▶ _INSTRUCTION_: Skip the pictures and quote all of the lines exactly.

Object location annotation data
+===+

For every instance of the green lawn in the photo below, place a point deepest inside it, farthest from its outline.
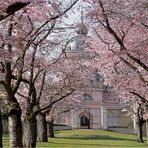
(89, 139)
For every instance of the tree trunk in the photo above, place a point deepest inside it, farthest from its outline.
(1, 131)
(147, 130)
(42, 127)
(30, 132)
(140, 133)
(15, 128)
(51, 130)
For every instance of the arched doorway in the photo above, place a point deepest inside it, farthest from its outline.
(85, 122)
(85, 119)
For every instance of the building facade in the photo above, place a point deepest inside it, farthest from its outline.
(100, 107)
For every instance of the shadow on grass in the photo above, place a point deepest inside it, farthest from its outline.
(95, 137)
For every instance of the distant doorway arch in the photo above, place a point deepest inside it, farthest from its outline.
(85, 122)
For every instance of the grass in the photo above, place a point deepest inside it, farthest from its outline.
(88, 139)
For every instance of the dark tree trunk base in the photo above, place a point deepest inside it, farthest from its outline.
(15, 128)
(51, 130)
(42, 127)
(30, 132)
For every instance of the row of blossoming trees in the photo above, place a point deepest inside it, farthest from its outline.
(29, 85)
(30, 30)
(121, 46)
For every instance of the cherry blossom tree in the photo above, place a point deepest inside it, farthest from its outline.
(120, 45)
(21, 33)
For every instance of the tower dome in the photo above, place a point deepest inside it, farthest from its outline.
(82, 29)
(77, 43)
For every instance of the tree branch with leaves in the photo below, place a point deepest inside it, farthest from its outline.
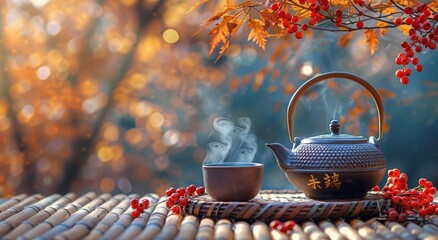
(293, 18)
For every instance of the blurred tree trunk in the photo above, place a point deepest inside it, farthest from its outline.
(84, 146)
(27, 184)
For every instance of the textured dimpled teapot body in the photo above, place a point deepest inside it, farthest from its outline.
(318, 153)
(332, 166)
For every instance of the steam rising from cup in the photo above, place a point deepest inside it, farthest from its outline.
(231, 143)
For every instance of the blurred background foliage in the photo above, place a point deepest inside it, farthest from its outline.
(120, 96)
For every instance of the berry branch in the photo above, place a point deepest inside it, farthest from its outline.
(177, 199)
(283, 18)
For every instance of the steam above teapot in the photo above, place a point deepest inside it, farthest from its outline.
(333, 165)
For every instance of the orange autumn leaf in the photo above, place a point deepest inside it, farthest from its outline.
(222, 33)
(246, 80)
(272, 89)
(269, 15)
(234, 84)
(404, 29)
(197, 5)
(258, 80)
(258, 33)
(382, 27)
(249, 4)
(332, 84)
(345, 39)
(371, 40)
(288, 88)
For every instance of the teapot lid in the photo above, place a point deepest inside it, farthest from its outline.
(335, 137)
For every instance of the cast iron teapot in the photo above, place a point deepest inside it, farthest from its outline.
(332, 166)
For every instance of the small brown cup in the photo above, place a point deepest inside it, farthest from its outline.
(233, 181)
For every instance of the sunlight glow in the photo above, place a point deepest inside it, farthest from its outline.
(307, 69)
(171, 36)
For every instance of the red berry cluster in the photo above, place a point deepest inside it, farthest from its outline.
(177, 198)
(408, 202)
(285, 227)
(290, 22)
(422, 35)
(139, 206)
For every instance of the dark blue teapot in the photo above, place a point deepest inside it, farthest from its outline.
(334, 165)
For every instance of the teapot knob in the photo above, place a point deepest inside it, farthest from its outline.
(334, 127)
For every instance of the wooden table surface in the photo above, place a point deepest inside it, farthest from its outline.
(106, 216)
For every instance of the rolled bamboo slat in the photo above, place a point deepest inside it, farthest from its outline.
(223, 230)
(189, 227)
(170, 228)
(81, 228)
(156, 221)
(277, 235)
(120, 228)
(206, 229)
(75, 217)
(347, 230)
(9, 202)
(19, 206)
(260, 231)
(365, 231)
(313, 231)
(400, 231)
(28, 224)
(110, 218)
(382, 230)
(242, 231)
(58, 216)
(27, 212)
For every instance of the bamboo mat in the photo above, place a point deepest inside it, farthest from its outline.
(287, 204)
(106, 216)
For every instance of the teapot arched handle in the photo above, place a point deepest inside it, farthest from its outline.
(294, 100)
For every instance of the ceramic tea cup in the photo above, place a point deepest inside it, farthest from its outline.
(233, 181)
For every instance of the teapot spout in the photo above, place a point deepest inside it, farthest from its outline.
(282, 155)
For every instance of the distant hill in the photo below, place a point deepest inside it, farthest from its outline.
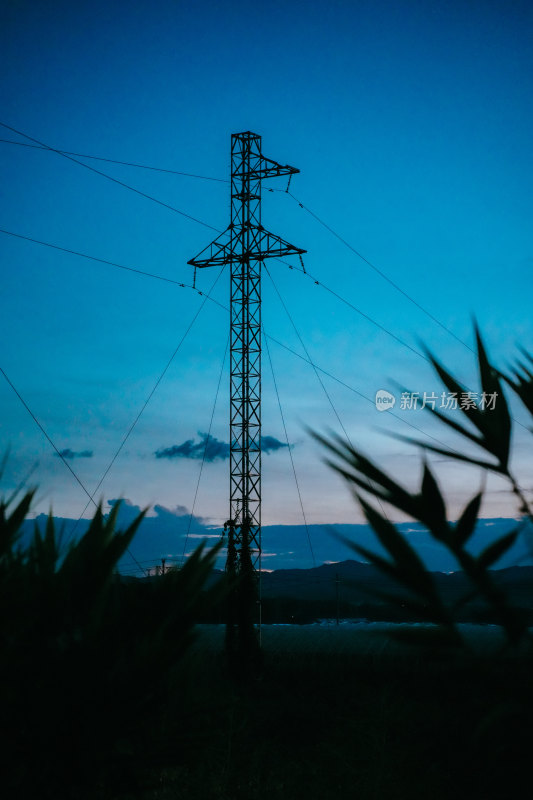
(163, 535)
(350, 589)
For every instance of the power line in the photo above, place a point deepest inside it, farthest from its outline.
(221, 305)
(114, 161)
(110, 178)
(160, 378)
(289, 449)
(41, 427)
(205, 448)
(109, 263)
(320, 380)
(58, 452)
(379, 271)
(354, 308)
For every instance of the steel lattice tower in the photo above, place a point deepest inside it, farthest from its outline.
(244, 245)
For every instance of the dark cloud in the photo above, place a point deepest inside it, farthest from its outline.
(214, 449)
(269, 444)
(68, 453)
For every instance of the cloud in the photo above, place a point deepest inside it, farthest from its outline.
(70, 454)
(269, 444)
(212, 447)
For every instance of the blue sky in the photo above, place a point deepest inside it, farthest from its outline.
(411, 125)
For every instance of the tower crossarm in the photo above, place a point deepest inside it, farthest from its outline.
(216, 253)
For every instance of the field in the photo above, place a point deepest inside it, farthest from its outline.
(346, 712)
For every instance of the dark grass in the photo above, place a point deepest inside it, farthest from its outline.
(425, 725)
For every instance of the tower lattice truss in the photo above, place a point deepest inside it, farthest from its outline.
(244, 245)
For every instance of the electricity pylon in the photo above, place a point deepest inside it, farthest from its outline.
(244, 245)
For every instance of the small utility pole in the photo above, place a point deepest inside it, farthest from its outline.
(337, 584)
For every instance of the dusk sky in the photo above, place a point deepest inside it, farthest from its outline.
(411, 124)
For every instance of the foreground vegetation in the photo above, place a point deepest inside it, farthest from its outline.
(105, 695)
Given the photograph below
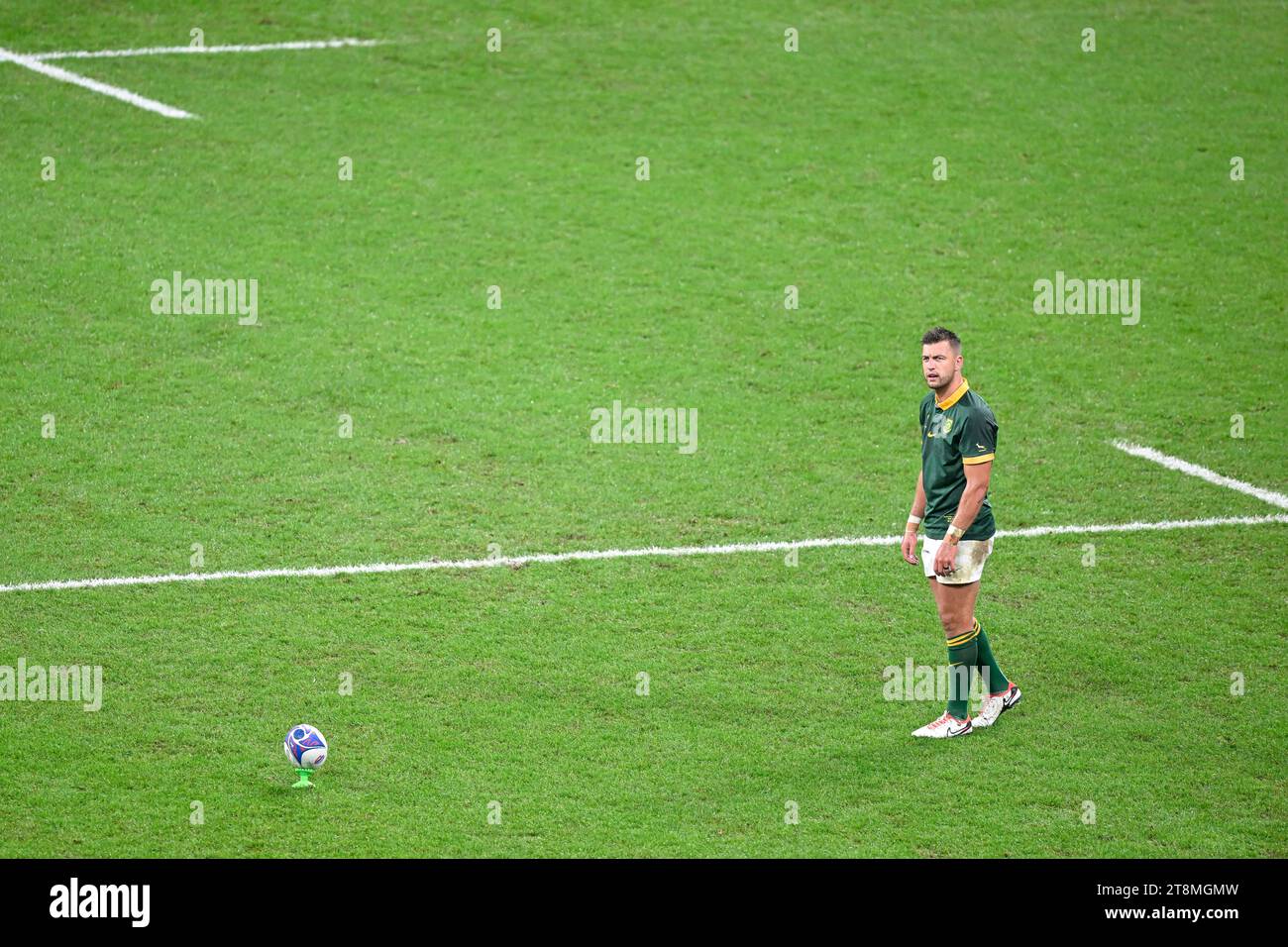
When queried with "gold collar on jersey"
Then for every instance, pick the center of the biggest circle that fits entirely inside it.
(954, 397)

+===+

▶ _WRITTEN SOLUTION_:
For every instance of the green lawn in the photo below, place a point deepest inside it, farthest from its outline.
(89, 139)
For every instance of the tree trunk in the photo above, place a point deepest inside it, farthest from its outline.
(1, 131)
(147, 130)
(42, 127)
(30, 132)
(140, 133)
(15, 128)
(51, 130)
For every instance of the arched doorway in the photo above, place a point deepest inside it, farthest from its outline.
(85, 122)
(85, 119)
For every instance of the building facade in the photo above, place a point deepest inside it, farthest from its outline.
(100, 107)
For every instance of the shadow on grass in the photo above, place a point deepest inside it, farthest from its outline.
(95, 137)
For every instance of the distant doorway arch in the photo above, place a point deepest inside it, farthest from its outline.
(85, 122)
For every instance of the grass in the photo above, place a point deepest inside it, farthest from its outline.
(88, 139)
For every instance of the dark tree trunk base in the photo above, place a point deepest inside it, farthest from its outline.
(15, 128)
(51, 130)
(42, 127)
(30, 132)
For every instance of the row of blossoming trees in the photo above, place a point deepest inside it, farthest from its outline.
(29, 85)
(30, 30)
(121, 46)
For every instance of the cherry blossom tree in the photo above, place a point deepest inside it, farthest from its outline.
(120, 45)
(21, 33)
For every instance of the tower dome in the photo above, place a point deepest inside it, farthest from its outline.
(82, 29)
(77, 43)
For every instance of the tree branch with leaves in the photo below, place a point deepest inside it, farthest from its outline.
(293, 18)
For every instance of the blurred tree trunk in the photo above, place a point deepest inside it, farthest from its outline.
(84, 146)
(27, 184)
For every instance of the textured dimpled teapot body in the photo above, place a point deepest inside it, farthest from its outline.
(318, 153)
(332, 166)
For every instance of the steam rising from cup in the photo above, place a point deepest inside it, farthest from its outline.
(231, 143)
For every instance of the blurred background foliage in the photo above, place a point deepest inside it, farthest from its outline.
(120, 96)
For every instance of the berry branch in the photo above, place a point deepest inside it, farthest from its outline.
(177, 199)
(283, 18)
For every instance of the steam above teapot in the photo above, place a point deepest inside it, farthest from its outline.
(333, 165)
For every instance of the orange autumn leaf in the photo above, place a point deepest inside it, farthest from its outline.
(222, 33)
(246, 80)
(272, 89)
(269, 15)
(234, 84)
(404, 29)
(197, 5)
(258, 80)
(258, 33)
(382, 27)
(249, 4)
(332, 84)
(345, 39)
(371, 40)
(288, 88)
For every instance of the teapot lid in the photo above, place a point deepest inside it, farthest from its outline.
(335, 137)
For every instance of the cast iron teapot in the photo above, place a point deepest inside it, farthest from its outline.
(332, 166)
For every instance of the small brown cup in the photo above, place a point deepest inside it, farthest from its outline.
(233, 181)
For every instance of the sunlight glow in the photo above, place a point deepest inside it, farthest from its outline.
(307, 69)
(171, 36)
For every instance of the red berry cluster in the photo above, place a point deepest inside it, farthest from its outline.
(177, 198)
(408, 202)
(285, 227)
(290, 22)
(422, 35)
(139, 206)
For every instance of the dark blue teapot in the photo above, place a point deepest inside it, farthest from its outline.
(334, 165)
For every instance of the teapot knob in the photo above, place a point deepest inside it, farthest from its outline.
(334, 127)
For every instance of the wooden table surface in the photo above, place a point deepest inside it, farthest from its outline.
(106, 216)
For every instance of the rolled bamboo slat in the photo above, place a point deepest inside it, farthest from its outline.
(223, 230)
(189, 227)
(170, 228)
(81, 228)
(156, 221)
(277, 235)
(120, 228)
(206, 229)
(75, 217)
(347, 230)
(9, 202)
(19, 206)
(260, 231)
(365, 231)
(313, 231)
(400, 231)
(28, 224)
(110, 218)
(382, 230)
(242, 231)
(58, 216)
(27, 212)
For every instance of the bamboo mat in the photo above, place a point deepest inside it, farthest from its outline.
(287, 204)
(106, 216)
For every instance of the teapot arched handle in the photo above, place a point deepest inside it, farthest from its outline.
(294, 100)
For every instance of the ceramic tea cup in the photo above, place a point deepest inside it, farthest from its outline.
(233, 181)
For every instance of the teapot spout in the photo above, place a point deepest inside it, farthest from its outline.
(282, 155)
For every instance of the distant hill in the photo below, place a point deepest inside it, farthest from its outline.
(163, 535)
(350, 589)
For every instance of the power line in the photo above, place a point deepest inside it, farthest from its outline.
(221, 305)
(114, 161)
(110, 178)
(160, 378)
(289, 449)
(41, 427)
(205, 448)
(109, 263)
(320, 380)
(58, 452)
(379, 271)
(354, 308)
For every instance of the steel lattice tower in the photo above, place a point deepest inside it, farthest from its outline.
(244, 245)
For every instance of the dark cloud in the photo above, place a point deepest inside it, farthest from its outline.
(214, 449)
(269, 444)
(68, 453)
For every instance of the cloud in the photo above, place a point deepest inside it, farthest from its outline.
(70, 454)
(269, 444)
(212, 447)
For every instance of the blue sky in the photo above, place a point deepest inside it, farthest from its outline.
(411, 125)
For every instance of the tower crossarm in the photo above, place a point deepest inside it, farthest from its outline.
(216, 253)
For every instance of the field in the photo above, place a point deepest inside it, farthest from its outline.
(346, 712)
For every instance of the dark grass in the photo above, place a point deepest inside it, farthest from its outline.
(425, 725)
For every instance of the tower lattice truss in the photo above, place a point deepest inside it, farthest from its outline.
(244, 245)
For every instance of the electricity pylon in the photo above, place a point deepest inside it, farthest from its outline.
(244, 245)
For every instance of the small utility pole in the photo above, place a point deepest inside it, farthest from its outline.
(337, 584)
For every instance of the dusk sky in the photo above, place a point deepest inside it, farthest from its outline.
(411, 124)
For every instance of the foreground vegetation in the photo above, place a point deepest inside it, farthest from its outline.
(105, 695)
Given the photograph below
When queried with "gold collar on jersey"
Then for every instance, pick the center of the biggest circle that fits entirely inside it.
(954, 397)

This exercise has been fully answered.